## TEXT FOR ANALYSIS
The first person diagnosed with Ebola in the United Kingdom is back in the hospital with a complication from the virus, and doctors say her condition is serious.
Pauline Cafferkey, who was initially discharged from a hospital in January after recovering from the virus, is being treated in a high-level isolation unit at London’s Royal Free Hospital.
The hospital said in a statement Friday that the 39-year-old nurse was in serious condition.
It said that Cafferkey had been admitted early Friday “due to an unusual late complication of her previous infection by the Ebola virus.”
She had been transferred there from Queen Elizabeth University Hospital in Glasgow, where she had been treated in the infectious diseases unit since Tuesday after feeling unwell, according to a statement from the National Health Service, or NHS.
Dr. Emilia Crighton, director of public health for NHS Greater Glasgow and Clyde, said in a statement that the risk to the public from Cafferkey’s condition was “very low.”
“In line with normal procedures in cases such as this, we have identified a small number of close contacts of Pauline’s that we will be following up as a precaution,” she said.
The virus can be transmitted only by direct contact with the blood or bodily fluids of an infected person.

Source records:
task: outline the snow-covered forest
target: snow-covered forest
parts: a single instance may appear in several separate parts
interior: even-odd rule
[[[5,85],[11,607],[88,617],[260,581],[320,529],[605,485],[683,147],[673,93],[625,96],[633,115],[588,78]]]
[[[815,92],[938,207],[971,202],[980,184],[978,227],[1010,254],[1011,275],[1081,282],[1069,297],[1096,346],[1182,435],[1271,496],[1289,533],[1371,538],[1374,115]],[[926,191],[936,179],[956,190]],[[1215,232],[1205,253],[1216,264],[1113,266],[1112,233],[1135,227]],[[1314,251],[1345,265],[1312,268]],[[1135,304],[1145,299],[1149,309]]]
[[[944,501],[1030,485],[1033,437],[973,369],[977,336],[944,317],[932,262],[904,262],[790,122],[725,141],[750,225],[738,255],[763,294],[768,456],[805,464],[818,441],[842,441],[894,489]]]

## YOUR INSTRUCTIONS
Retype the part of the news report on Pauline Cafferkey's Ebola complication starting at "Dr. Emilia Crighton, director" and ending at "an infected person.". The data above was taken from a different source than the text.

## ANSWER SECTION
Dr. Emilia Crighton, director of public health for NHS Greater Glasgow and Clyde, said in a statement that the risk to the public from Cafferkey’s condition was “very low.”
“In line with normal procedures in cases such as this, we have identified a small number of close contacts of Pauline’s that we will be following up as a precaution,” she said.
The virus can be transmitted only by direct contact with the blood or bodily fluids of an infected person.